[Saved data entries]
● ● ● ● ●

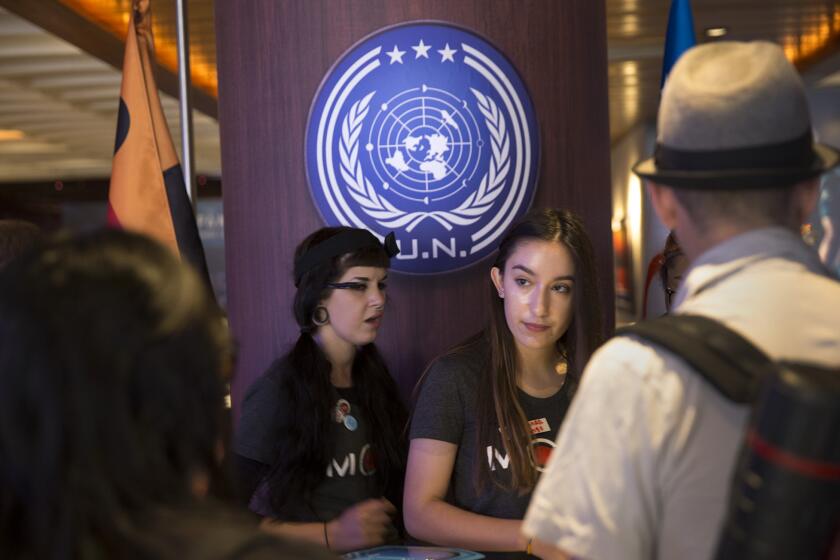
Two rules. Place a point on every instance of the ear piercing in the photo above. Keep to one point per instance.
(321, 316)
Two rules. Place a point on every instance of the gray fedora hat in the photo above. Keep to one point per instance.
(734, 115)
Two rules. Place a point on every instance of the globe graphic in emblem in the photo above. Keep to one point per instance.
(425, 144)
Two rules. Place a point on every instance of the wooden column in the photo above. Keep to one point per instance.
(272, 55)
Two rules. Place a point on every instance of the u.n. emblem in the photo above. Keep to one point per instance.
(427, 130)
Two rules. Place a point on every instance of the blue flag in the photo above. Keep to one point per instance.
(680, 35)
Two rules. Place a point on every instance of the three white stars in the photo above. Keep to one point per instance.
(421, 50)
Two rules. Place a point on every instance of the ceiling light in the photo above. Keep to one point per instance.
(10, 134)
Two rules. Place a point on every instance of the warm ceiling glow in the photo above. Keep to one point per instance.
(715, 32)
(113, 16)
(10, 134)
(812, 38)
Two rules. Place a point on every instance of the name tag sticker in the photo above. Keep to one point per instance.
(539, 426)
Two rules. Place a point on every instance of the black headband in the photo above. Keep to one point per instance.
(346, 242)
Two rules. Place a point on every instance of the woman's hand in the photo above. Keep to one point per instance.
(364, 525)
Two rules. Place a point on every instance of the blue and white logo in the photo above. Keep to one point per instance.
(427, 130)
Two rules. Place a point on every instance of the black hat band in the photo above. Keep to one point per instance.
(791, 154)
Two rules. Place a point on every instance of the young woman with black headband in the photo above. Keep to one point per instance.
(319, 444)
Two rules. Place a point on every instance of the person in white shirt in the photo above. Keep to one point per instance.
(645, 457)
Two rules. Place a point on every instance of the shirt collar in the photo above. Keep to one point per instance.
(735, 253)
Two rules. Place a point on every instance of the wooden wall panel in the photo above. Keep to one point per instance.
(272, 55)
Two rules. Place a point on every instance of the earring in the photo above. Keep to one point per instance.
(320, 316)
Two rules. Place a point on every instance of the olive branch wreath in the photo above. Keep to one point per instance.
(388, 215)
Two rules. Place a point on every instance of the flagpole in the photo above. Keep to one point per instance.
(185, 101)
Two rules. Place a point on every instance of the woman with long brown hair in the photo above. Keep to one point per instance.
(488, 411)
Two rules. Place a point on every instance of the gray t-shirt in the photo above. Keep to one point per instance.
(446, 411)
(263, 430)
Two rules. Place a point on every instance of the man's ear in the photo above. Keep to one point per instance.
(664, 203)
(806, 195)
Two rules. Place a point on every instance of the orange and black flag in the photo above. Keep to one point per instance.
(147, 192)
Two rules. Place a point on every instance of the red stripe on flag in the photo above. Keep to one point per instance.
(800, 465)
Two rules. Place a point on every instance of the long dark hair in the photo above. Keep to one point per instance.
(112, 358)
(301, 464)
(499, 410)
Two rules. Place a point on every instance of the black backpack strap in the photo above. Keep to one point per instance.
(727, 360)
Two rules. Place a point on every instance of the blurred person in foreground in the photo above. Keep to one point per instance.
(645, 458)
(113, 360)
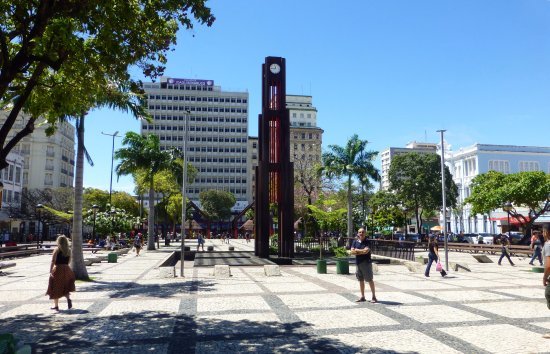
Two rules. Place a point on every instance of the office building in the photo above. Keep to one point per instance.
(306, 137)
(468, 162)
(217, 127)
(49, 161)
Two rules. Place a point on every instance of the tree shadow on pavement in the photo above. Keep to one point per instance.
(127, 289)
(161, 332)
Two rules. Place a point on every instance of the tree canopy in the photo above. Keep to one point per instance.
(529, 190)
(416, 179)
(348, 162)
(47, 46)
(217, 204)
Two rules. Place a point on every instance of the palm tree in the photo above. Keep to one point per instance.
(351, 161)
(124, 97)
(143, 154)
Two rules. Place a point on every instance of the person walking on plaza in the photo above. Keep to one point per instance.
(363, 261)
(137, 243)
(536, 246)
(546, 276)
(200, 241)
(505, 250)
(62, 279)
(433, 256)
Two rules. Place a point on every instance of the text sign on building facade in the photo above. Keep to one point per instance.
(174, 81)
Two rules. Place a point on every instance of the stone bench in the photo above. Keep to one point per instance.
(272, 270)
(222, 271)
(457, 266)
(4, 265)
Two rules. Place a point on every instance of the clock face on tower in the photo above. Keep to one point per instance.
(274, 68)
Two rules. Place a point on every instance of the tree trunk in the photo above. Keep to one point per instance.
(151, 218)
(350, 206)
(77, 256)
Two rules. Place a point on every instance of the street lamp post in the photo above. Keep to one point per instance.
(39, 208)
(1, 193)
(94, 208)
(114, 135)
(443, 196)
(508, 207)
(183, 197)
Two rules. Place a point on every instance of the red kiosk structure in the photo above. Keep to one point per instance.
(274, 199)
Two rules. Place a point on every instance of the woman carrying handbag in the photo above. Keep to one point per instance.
(433, 256)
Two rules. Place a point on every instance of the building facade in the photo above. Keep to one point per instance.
(387, 155)
(217, 132)
(306, 137)
(12, 185)
(49, 161)
(468, 162)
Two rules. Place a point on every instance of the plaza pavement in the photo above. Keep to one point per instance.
(127, 308)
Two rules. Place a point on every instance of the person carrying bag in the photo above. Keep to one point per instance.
(433, 256)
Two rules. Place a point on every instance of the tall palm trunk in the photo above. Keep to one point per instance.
(151, 218)
(350, 206)
(77, 256)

● ● ● ● ●

◆ **Given problem**
Arrange all of the records above as a numbered list, skipping any blank lines. Leave the pictures out of your answer.

◆ **Problem solution**
1. Two rules. Place a point on every instance of the ear piercing in the photo above. Keep to one point per instance.
2. (321, 316)
3. Two rules. Place a point on every instance of the gray fedora hat in the photo above. Keep to one point per instance.
4. (734, 115)
5. Two rules. Place a point on every instance of the globe graphic in emblem in the photo above. Keep to one point per instance.
6. (425, 144)
7. Two rules. Place a point on every instance of the wooden column in the photo above. Keep to one point per instance.
8. (272, 55)
9. Two rules. Place a point on every instance of the u.n. emblem in the photo above. Keep to one point per instance.
10. (427, 130)
11. Two rules. Place a point on every instance of the blue flag in the photo above. Keep to one point per instance.
12. (680, 35)
13. Two rules. Place a point on every instance of the three white stars in the photo above. Keep to one point per instance.
14. (421, 50)
15. Two rules. Place a point on every instance of the ceiling light in the photo above. Keep to one point per instance.
16. (10, 134)
17. Two rules. Place a point on every instance of the warm ceiling glow in the photo above. Keep to one point per instance.
18. (715, 32)
19. (113, 16)
20. (10, 134)
21. (812, 38)
22. Two rules. Place a point on every instance of the name tag sticker in the photo above. Keep to one point per instance.
23. (539, 426)
24. Two rules. Place a point on every instance of the black headband in the photo above. Keep to one point per instance.
25. (346, 242)
26. Two rules. Place a point on every instance of the woman's hand in the photo above. Keep to one point per instance.
27. (364, 525)
28. Two rules. Place a point on every instance of the blue and white logo in the photo above. Keep to one point per instance.
29. (427, 130)
30. Two rules. Place a point on every instance of the black hat band in the photo above. Keep to one point per instance.
31. (791, 154)
32. Two rules. Place a point on every instance of the young woman with black headband in the photo above. Keep to one point per instance.
33. (319, 444)
34. Two rules. Place a point on every instance of the person in white shirt in the photo above. Keep to one point per instance.
35. (645, 457)
36. Two rules. Place a point on every instance of the shirt collar in the photo above. Keep to one point per instance.
37. (735, 253)
38. Two rules. Place a point on every instance of the wooden wall panel in the photo above. Keep to one point per instance.
39. (272, 55)
40. Two rules. Place a point on every instance of the earring in the photo above. Keep to one point per instance.
41. (320, 316)
42. Two rules. Place a point on every instance of the olive branch wreath in the photo above. Keep to one point per instance.
43. (388, 215)
44. Two rules. Place a point on every instance of the flagpole in the photo above. Keep to one point per instance.
45. (185, 101)
46. Two rules. Place a point on every instance of the woman with long brown hair in the photo above. Keep to one point per instance.
47. (488, 411)
48. Two rules. Place a point on every instance of the gray t-shirt in the photo above. Keep to one point per instance.
49. (446, 411)
50. (263, 430)
51. Two rules. Place a point on every instance of the man's ear in the photo above. Keep to one point per instance.
52. (664, 203)
53. (806, 195)
54. Two rules. Place a point on every instance of the orange and black flag in the photo above. Keep to one point per instance.
55. (147, 192)
56. Two rules. Place a point on every instance of the red stripe on flag in the photo above. Keep to one point per instance.
57. (800, 465)
58. Two rules. Place a point on every instance of the long dark hair in the photo above. Keep to one point per instance.
59. (112, 358)
60. (301, 464)
61. (499, 410)
62. Two rules. Place a point on every instance of the black backpack strap in the photo above. Keep to one point per instance.
63. (727, 360)
64. Two rules. Place a point on every instance of the blurred person in foreground in the photo above. Keep to one point per instance.
65. (645, 458)
66. (113, 360)
67. Two rules. Place a point on every instance of the office building in the photo above. Keep to one point per instance.
68. (306, 137)
69. (468, 162)
70. (217, 127)
71. (49, 161)
72. Two rules. Place a point on every instance of the tree shadow on pavement in the photo above. Keep to one point per instance.
73. (127, 289)
74. (161, 332)
75. Two rules. Place a point on every instance of the tree canopy in the photo above. Keep to one point per instance.
76. (529, 190)
77. (416, 179)
78. (348, 162)
79. (47, 46)
80. (217, 204)
81. Two rules. Place a point on every instance of the palm tree in the photo above. Keep to one point per instance.
82. (351, 161)
83. (124, 97)
84. (143, 154)
85. Two rules. Place a point on every instance of the person walking on plaza in the photo above. Keep to one point per instance.
86. (363, 261)
87. (137, 243)
88. (536, 246)
89. (546, 276)
90. (200, 241)
91. (505, 250)
92. (62, 279)
93. (433, 256)
94. Two rules. Place a point on every instance of the text sign on building facade in the photo above. Keep to one point per instance.
95. (174, 81)
96. Two rules. Place a point on every instance of the stone bench in the photo above. Keep to one point per instance.
97. (272, 270)
98. (222, 271)
99. (457, 266)
100. (4, 265)
101. Two rules. Place a point on every instance of the clock face on tower in the photo above. Keep to one point per instance.
102. (274, 68)
103. Two rules. Place a point on every instance of the tree trunk in the photo above. Keep to one point per instance.
104. (151, 218)
105. (350, 206)
106. (77, 256)
107. Two rules. Place a point on every instance of the street lamp post in the photo above. Keep to one point per instance.
108. (39, 208)
109. (1, 193)
110. (94, 208)
111. (114, 135)
112. (443, 196)
113. (508, 207)
114. (183, 197)
115. Two rules. Place a point on every instance of the red kiosk structure in the photo above. Keep to one point per instance.
116. (274, 199)
117. Two rules. Place a point on every instance of the woman carrying handbag in the photo above. Keep to one point per instance.
118. (433, 256)
119. Two rules. Place a point on every instance of the building facade in the photo above. Keep to one point per instance.
120. (387, 155)
121. (217, 132)
122. (306, 137)
123. (12, 185)
124. (49, 161)
125. (468, 162)
126. Two rules. Place a point on every instance of the plaza pavement in the photo above. Keep to one point per instance.
127. (127, 308)
128. Two rules. Place a point on every instance of the person carrying bag in the photo above. Keep to one point per instance.
129. (433, 256)
130. Two rules. Place a point on every instance of the tall palm trunk in the photo above. Keep to one point per instance.
131. (151, 218)
132. (350, 206)
133. (77, 256)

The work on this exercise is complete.